Locate every line below that contains the word "cabinet" and copy it.

Data for processing:
=== Begin Enclosure ===

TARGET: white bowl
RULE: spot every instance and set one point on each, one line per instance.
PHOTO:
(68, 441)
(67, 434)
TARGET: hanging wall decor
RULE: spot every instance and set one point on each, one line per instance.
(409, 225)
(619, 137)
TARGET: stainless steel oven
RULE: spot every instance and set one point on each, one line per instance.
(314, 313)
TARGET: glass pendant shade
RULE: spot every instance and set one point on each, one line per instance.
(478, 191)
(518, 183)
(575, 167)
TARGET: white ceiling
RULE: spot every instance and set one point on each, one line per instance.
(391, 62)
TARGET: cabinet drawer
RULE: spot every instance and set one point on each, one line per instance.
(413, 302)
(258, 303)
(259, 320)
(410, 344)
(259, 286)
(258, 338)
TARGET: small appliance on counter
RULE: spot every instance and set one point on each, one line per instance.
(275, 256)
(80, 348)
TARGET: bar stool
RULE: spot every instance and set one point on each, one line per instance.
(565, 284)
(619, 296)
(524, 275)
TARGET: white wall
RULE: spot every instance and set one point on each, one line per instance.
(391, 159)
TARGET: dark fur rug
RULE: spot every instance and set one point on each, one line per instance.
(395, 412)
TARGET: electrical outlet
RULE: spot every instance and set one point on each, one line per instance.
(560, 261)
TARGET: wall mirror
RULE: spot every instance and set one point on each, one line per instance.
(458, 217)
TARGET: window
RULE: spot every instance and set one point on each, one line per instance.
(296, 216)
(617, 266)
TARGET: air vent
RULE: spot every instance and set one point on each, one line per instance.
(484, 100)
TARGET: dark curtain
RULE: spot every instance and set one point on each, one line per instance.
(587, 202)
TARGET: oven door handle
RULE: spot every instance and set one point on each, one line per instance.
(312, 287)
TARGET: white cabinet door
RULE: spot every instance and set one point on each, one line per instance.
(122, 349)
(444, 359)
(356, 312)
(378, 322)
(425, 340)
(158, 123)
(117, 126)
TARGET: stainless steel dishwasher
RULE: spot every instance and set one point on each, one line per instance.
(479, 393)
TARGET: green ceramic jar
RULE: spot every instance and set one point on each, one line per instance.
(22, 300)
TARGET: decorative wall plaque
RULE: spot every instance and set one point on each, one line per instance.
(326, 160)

=== End Enclosure ===

Reply:
TARGET: cabinet drawer
TARGET: white cabinet door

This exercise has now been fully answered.